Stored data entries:
↓
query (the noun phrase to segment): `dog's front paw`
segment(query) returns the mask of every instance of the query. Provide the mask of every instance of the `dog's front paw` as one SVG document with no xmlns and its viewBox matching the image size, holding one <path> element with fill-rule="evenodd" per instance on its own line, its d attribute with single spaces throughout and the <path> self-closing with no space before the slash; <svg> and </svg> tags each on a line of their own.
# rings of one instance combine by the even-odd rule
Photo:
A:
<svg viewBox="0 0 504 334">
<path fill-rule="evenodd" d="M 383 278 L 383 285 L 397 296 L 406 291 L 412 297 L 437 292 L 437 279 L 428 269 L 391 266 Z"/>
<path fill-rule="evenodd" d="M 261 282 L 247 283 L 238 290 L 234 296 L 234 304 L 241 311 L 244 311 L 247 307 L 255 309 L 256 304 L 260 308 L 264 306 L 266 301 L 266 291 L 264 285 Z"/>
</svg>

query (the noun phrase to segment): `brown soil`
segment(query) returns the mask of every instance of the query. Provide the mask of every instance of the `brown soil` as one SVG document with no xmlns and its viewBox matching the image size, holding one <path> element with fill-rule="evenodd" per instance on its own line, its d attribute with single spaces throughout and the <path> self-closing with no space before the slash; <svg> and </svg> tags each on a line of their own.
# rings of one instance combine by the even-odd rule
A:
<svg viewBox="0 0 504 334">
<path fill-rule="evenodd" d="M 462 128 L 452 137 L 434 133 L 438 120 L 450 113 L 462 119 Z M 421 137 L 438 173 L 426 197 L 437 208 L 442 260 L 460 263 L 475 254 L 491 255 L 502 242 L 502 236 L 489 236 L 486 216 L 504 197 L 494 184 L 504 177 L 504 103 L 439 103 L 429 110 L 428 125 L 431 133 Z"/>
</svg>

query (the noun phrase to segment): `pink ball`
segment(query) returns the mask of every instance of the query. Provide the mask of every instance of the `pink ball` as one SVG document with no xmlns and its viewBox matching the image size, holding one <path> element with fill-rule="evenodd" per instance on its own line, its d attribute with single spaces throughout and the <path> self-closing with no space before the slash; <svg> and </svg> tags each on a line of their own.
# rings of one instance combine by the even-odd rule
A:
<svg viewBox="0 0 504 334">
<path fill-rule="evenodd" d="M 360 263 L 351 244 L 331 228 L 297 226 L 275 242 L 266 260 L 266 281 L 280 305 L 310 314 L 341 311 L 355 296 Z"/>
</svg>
↑
PROBLEM STATEMENT: Report each line of the material that contains the string "soil". Letter case matters.

ANSWER TO THE PROBLEM:
query (the noun phrase to segment): `brown soil`
segment(query) returns the mask of every instance of the query. Provide the mask of every instance of the `brown soil` as one SVG document with no xmlns and its viewBox matching the image size, holding one <path> element with fill-rule="evenodd" per instance on its own line, its d attribute with single spaces throughout and the <path> self-closing with no space before the slash; <svg> and </svg> tags each on a line of their own.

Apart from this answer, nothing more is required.